Your goal
In the data below, find the line containing "A single pin marks each instance of the horse's hind"; reproduce that line and all subsequent lines exactly, and nothing else.

Record extracts
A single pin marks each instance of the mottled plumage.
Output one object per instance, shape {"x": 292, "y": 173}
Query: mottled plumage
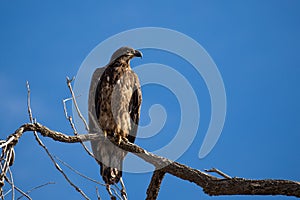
{"x": 114, "y": 109}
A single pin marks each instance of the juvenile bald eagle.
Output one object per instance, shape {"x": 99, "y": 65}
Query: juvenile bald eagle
{"x": 114, "y": 109}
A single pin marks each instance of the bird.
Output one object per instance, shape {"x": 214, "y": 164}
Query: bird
{"x": 114, "y": 109}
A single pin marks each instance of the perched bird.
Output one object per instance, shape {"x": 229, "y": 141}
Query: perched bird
{"x": 114, "y": 109}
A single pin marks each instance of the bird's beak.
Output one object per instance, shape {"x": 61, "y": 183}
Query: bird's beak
{"x": 138, "y": 54}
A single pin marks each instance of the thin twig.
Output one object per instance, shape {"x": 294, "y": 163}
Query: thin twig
{"x": 69, "y": 81}
{"x": 12, "y": 184}
{"x": 70, "y": 119}
{"x": 37, "y": 187}
{"x": 97, "y": 193}
{"x": 46, "y": 149}
{"x": 18, "y": 189}
{"x": 77, "y": 172}
{"x": 218, "y": 172}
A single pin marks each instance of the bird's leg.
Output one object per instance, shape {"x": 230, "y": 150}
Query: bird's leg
{"x": 112, "y": 197}
{"x": 123, "y": 190}
{"x": 105, "y": 133}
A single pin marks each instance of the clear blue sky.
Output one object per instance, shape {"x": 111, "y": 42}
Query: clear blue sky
{"x": 255, "y": 45}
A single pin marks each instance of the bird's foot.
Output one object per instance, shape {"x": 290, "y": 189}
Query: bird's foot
{"x": 105, "y": 134}
{"x": 119, "y": 139}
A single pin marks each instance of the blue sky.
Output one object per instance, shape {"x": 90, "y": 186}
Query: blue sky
{"x": 255, "y": 45}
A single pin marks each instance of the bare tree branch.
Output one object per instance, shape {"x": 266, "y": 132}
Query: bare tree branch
{"x": 46, "y": 149}
{"x": 154, "y": 186}
{"x": 210, "y": 184}
{"x": 218, "y": 172}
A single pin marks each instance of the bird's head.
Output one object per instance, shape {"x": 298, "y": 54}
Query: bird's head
{"x": 124, "y": 54}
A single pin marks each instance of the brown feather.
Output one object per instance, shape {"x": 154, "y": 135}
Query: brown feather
{"x": 115, "y": 111}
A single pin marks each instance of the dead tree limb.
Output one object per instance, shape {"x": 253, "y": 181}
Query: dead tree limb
{"x": 154, "y": 186}
{"x": 211, "y": 185}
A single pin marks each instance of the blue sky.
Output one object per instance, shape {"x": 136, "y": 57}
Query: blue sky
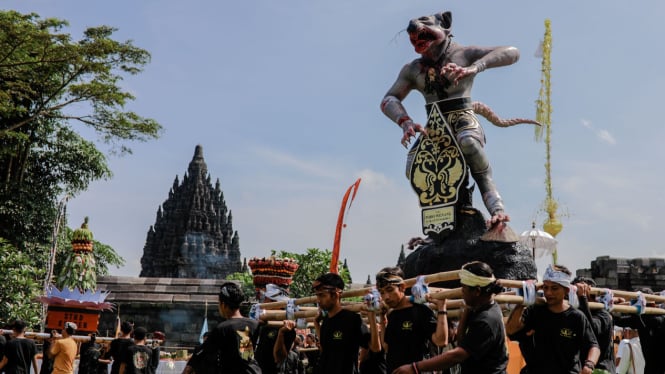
{"x": 284, "y": 98}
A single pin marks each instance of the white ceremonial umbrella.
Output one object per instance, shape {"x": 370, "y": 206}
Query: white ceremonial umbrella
{"x": 539, "y": 241}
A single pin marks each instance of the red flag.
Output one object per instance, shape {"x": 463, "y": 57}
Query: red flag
{"x": 340, "y": 224}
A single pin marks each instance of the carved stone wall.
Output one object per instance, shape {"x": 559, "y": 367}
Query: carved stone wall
{"x": 627, "y": 274}
{"x": 193, "y": 233}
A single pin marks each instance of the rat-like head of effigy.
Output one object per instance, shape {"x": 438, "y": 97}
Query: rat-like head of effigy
{"x": 429, "y": 32}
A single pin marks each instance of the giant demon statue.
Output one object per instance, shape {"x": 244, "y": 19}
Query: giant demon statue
{"x": 444, "y": 75}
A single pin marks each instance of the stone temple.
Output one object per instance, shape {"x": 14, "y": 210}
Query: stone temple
{"x": 193, "y": 234}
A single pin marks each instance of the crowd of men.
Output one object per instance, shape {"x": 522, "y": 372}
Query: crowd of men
{"x": 403, "y": 336}
{"x": 406, "y": 336}
{"x": 127, "y": 354}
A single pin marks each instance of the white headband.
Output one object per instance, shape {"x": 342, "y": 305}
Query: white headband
{"x": 467, "y": 278}
{"x": 557, "y": 277}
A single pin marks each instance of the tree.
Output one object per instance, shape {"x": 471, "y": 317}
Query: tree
{"x": 48, "y": 84}
{"x": 21, "y": 285}
{"x": 50, "y": 87}
{"x": 245, "y": 280}
{"x": 312, "y": 263}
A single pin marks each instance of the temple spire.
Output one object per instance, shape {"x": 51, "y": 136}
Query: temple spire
{"x": 193, "y": 235}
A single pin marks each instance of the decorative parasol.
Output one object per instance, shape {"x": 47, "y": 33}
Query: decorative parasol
{"x": 539, "y": 241}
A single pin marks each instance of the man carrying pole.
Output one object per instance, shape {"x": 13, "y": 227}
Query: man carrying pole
{"x": 341, "y": 332}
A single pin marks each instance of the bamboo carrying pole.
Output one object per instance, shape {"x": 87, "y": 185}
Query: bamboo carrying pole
{"x": 453, "y": 295}
{"x": 432, "y": 278}
{"x": 78, "y": 338}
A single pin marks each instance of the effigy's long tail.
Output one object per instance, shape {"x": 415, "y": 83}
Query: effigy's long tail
{"x": 488, "y": 113}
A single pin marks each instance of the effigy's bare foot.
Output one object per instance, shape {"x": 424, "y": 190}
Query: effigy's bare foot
{"x": 499, "y": 231}
{"x": 417, "y": 242}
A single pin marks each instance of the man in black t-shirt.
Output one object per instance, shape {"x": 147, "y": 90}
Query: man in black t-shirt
{"x": 482, "y": 344}
{"x": 19, "y": 352}
{"x": 139, "y": 358}
{"x": 341, "y": 332}
{"x": 119, "y": 346}
{"x": 230, "y": 346}
{"x": 651, "y": 329}
{"x": 408, "y": 327}
{"x": 601, "y": 323}
{"x": 564, "y": 341}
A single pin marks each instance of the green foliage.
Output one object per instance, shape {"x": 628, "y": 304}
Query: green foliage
{"x": 104, "y": 255}
{"x": 245, "y": 279}
{"x": 21, "y": 282}
{"x": 313, "y": 263}
{"x": 43, "y": 72}
{"x": 50, "y": 83}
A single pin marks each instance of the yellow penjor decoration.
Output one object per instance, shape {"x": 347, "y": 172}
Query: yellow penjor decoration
{"x": 552, "y": 225}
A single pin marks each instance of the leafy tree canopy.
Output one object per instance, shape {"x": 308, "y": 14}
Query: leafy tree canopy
{"x": 43, "y": 72}
{"x": 49, "y": 84}
{"x": 22, "y": 283}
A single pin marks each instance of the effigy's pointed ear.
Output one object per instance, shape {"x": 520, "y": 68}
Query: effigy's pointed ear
{"x": 446, "y": 19}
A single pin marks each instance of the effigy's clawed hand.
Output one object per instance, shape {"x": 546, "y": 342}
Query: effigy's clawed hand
{"x": 454, "y": 73}
{"x": 410, "y": 129}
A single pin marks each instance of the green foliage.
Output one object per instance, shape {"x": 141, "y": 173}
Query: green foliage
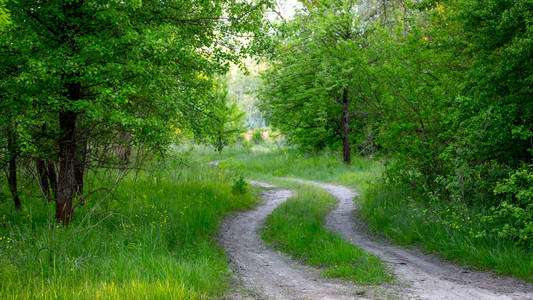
{"x": 318, "y": 76}
{"x": 297, "y": 227}
{"x": 513, "y": 218}
{"x": 150, "y": 238}
{"x": 454, "y": 231}
{"x": 240, "y": 186}
{"x": 219, "y": 121}
{"x": 257, "y": 137}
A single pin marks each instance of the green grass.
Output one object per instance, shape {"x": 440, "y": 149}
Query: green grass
{"x": 151, "y": 239}
{"x": 438, "y": 228}
{"x": 388, "y": 211}
{"x": 296, "y": 227}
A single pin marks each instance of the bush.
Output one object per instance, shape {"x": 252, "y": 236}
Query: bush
{"x": 513, "y": 217}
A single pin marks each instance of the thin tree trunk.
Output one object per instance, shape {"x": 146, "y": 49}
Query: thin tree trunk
{"x": 43, "y": 178}
{"x": 52, "y": 178}
{"x": 346, "y": 148}
{"x": 67, "y": 153}
{"x": 124, "y": 149}
{"x": 79, "y": 164}
{"x": 12, "y": 167}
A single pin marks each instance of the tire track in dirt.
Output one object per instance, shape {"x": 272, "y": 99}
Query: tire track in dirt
{"x": 265, "y": 273}
{"x": 421, "y": 276}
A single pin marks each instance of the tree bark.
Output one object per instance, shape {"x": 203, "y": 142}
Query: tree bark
{"x": 42, "y": 172}
{"x": 52, "y": 178}
{"x": 12, "y": 167}
{"x": 346, "y": 148}
{"x": 67, "y": 153}
{"x": 79, "y": 164}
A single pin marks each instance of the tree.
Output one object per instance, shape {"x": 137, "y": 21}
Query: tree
{"x": 99, "y": 69}
{"x": 316, "y": 89}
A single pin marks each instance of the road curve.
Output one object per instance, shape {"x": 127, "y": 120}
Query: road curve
{"x": 421, "y": 276}
{"x": 264, "y": 273}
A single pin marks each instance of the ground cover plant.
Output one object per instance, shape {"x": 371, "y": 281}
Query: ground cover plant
{"x": 297, "y": 227}
{"x": 151, "y": 238}
{"x": 455, "y": 231}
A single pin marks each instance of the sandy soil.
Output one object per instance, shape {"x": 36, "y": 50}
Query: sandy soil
{"x": 263, "y": 273}
{"x": 421, "y": 276}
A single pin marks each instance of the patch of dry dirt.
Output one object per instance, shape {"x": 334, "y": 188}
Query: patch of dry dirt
{"x": 421, "y": 275}
{"x": 263, "y": 273}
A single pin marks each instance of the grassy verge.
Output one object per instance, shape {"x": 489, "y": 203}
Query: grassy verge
{"x": 152, "y": 238}
{"x": 439, "y": 228}
{"x": 296, "y": 227}
{"x": 280, "y": 162}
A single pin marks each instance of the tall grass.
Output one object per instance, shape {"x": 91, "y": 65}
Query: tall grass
{"x": 152, "y": 238}
{"x": 286, "y": 162}
{"x": 297, "y": 228}
{"x": 434, "y": 227}
{"x": 442, "y": 229}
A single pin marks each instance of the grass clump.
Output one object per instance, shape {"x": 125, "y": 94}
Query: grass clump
{"x": 297, "y": 228}
{"x": 152, "y": 238}
{"x": 440, "y": 228}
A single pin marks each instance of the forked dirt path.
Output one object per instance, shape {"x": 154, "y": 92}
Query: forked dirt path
{"x": 266, "y": 274}
{"x": 421, "y": 276}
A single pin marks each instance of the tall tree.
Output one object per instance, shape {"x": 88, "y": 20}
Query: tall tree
{"x": 315, "y": 91}
{"x": 119, "y": 67}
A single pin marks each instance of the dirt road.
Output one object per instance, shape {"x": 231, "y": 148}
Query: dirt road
{"x": 266, "y": 274}
{"x": 421, "y": 276}
{"x": 263, "y": 272}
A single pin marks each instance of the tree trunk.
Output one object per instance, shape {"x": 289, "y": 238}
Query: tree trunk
{"x": 43, "y": 178}
{"x": 79, "y": 164}
{"x": 124, "y": 149}
{"x": 346, "y": 148}
{"x": 67, "y": 153}
{"x": 12, "y": 167}
{"x": 52, "y": 178}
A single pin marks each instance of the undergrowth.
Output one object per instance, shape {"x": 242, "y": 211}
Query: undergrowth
{"x": 297, "y": 228}
{"x": 152, "y": 238}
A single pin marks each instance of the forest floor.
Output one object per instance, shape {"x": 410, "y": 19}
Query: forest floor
{"x": 265, "y": 273}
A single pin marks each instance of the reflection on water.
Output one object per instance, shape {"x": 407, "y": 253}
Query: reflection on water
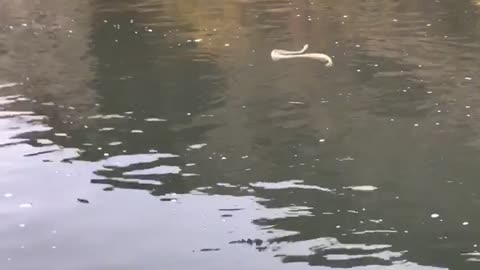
{"x": 131, "y": 131}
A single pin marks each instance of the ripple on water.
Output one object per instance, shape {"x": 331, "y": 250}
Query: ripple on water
{"x": 159, "y": 170}
{"x": 288, "y": 185}
{"x": 362, "y": 188}
{"x": 127, "y": 160}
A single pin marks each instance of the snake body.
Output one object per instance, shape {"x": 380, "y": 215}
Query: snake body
{"x": 277, "y": 55}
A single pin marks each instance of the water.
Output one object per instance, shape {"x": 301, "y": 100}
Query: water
{"x": 160, "y": 135}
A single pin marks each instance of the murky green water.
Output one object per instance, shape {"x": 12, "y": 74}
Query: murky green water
{"x": 161, "y": 135}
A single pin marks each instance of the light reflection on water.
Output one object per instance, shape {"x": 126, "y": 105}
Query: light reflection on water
{"x": 154, "y": 135}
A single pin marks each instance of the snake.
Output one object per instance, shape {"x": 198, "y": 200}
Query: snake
{"x": 277, "y": 55}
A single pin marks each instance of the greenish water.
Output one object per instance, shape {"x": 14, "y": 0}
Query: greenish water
{"x": 161, "y": 135}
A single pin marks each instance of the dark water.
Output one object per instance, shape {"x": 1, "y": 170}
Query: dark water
{"x": 160, "y": 135}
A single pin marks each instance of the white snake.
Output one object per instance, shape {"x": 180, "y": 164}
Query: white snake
{"x": 284, "y": 54}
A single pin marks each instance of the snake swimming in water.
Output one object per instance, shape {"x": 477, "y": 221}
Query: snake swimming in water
{"x": 277, "y": 55}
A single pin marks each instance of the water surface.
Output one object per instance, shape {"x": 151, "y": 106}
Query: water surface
{"x": 160, "y": 135}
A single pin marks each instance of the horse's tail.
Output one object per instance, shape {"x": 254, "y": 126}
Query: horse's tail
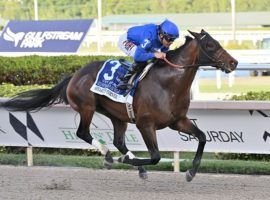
{"x": 34, "y": 100}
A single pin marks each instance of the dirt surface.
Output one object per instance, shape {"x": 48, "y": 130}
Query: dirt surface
{"x": 81, "y": 184}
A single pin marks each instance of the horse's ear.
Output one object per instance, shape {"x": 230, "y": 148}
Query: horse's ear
{"x": 196, "y": 35}
{"x": 203, "y": 31}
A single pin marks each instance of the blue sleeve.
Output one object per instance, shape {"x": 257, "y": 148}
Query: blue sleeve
{"x": 164, "y": 49}
{"x": 141, "y": 55}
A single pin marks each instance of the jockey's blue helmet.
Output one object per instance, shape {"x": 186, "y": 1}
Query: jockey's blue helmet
{"x": 169, "y": 30}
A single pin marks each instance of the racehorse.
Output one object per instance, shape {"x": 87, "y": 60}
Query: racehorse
{"x": 161, "y": 100}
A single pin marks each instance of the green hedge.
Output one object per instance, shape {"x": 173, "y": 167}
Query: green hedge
{"x": 30, "y": 70}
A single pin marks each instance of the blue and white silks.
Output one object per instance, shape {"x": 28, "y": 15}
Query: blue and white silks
{"x": 108, "y": 79}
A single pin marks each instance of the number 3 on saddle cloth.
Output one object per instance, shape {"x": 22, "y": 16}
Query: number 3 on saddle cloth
{"x": 108, "y": 78}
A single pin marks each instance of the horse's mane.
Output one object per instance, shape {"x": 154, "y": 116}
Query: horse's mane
{"x": 179, "y": 49}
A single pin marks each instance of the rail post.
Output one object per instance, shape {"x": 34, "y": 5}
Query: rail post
{"x": 29, "y": 155}
{"x": 176, "y": 161}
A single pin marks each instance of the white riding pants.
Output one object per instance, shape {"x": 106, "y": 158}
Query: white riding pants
{"x": 126, "y": 46}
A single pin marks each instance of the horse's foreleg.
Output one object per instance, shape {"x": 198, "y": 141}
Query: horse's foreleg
{"x": 83, "y": 132}
{"x": 149, "y": 135}
{"x": 186, "y": 126}
{"x": 119, "y": 142}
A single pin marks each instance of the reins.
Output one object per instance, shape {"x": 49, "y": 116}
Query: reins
{"x": 217, "y": 63}
{"x": 186, "y": 66}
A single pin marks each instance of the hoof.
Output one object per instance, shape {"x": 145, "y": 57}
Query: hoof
{"x": 123, "y": 158}
{"x": 189, "y": 176}
{"x": 108, "y": 161}
{"x": 143, "y": 175}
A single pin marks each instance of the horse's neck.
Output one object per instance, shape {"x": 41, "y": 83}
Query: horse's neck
{"x": 187, "y": 56}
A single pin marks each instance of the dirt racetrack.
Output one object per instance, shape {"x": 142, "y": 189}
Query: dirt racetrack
{"x": 55, "y": 183}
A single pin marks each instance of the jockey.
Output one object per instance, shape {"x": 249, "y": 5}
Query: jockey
{"x": 145, "y": 42}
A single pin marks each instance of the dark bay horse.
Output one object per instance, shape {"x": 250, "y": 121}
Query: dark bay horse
{"x": 161, "y": 100}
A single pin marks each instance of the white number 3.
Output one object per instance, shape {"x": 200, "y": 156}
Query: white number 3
{"x": 113, "y": 70}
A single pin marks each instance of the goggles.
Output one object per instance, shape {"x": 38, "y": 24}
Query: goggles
{"x": 169, "y": 38}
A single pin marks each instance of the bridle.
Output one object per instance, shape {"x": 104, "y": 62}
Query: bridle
{"x": 219, "y": 64}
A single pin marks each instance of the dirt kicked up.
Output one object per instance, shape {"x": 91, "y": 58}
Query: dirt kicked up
{"x": 38, "y": 183}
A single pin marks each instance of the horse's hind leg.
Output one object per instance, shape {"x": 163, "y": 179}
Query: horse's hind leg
{"x": 186, "y": 126}
{"x": 119, "y": 142}
{"x": 83, "y": 132}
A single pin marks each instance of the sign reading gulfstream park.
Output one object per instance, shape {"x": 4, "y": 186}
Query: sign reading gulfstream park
{"x": 44, "y": 36}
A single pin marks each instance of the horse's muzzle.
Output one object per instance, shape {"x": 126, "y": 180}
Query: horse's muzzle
{"x": 231, "y": 66}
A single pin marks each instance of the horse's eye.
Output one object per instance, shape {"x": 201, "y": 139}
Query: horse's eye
{"x": 210, "y": 46}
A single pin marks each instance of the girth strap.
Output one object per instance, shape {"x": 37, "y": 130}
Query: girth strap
{"x": 130, "y": 112}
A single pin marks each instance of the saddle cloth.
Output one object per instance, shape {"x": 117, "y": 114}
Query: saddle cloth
{"x": 108, "y": 79}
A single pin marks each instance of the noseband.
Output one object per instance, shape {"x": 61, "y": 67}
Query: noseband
{"x": 219, "y": 64}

Solution for this exercise
A single pin marks each instance of the horse's hind leg.
Output one object per instance, shape {"x": 163, "y": 179}
Query: horse's hind leg
{"x": 186, "y": 126}
{"x": 119, "y": 142}
{"x": 83, "y": 132}
A single pin marks each instance of the sign reading gulfstream park.
Output one object per instance, shape {"x": 4, "y": 186}
Query: sign reading gulfstream park
{"x": 44, "y": 36}
A single pin marks each instance of the horse's muzzle.
Output one object per instance, shape {"x": 126, "y": 180}
Query: horse's muzzle
{"x": 231, "y": 66}
A single pin marks each instance of the horse's eye.
Output one object per instance, shape {"x": 201, "y": 139}
Query: horse's eye
{"x": 210, "y": 46}
A single pin marks each instance of the girth strap.
Output one object per instance, shape {"x": 37, "y": 130}
Query: girth strap
{"x": 130, "y": 112}
A single pin marks each instance of the saddle cloth.
Output one object per instance, shape {"x": 117, "y": 114}
Query: saddle cloth
{"x": 108, "y": 79}
A single pin marks each instance of the noseband.
Output one object per instance, shape {"x": 61, "y": 67}
Query: noseband
{"x": 219, "y": 64}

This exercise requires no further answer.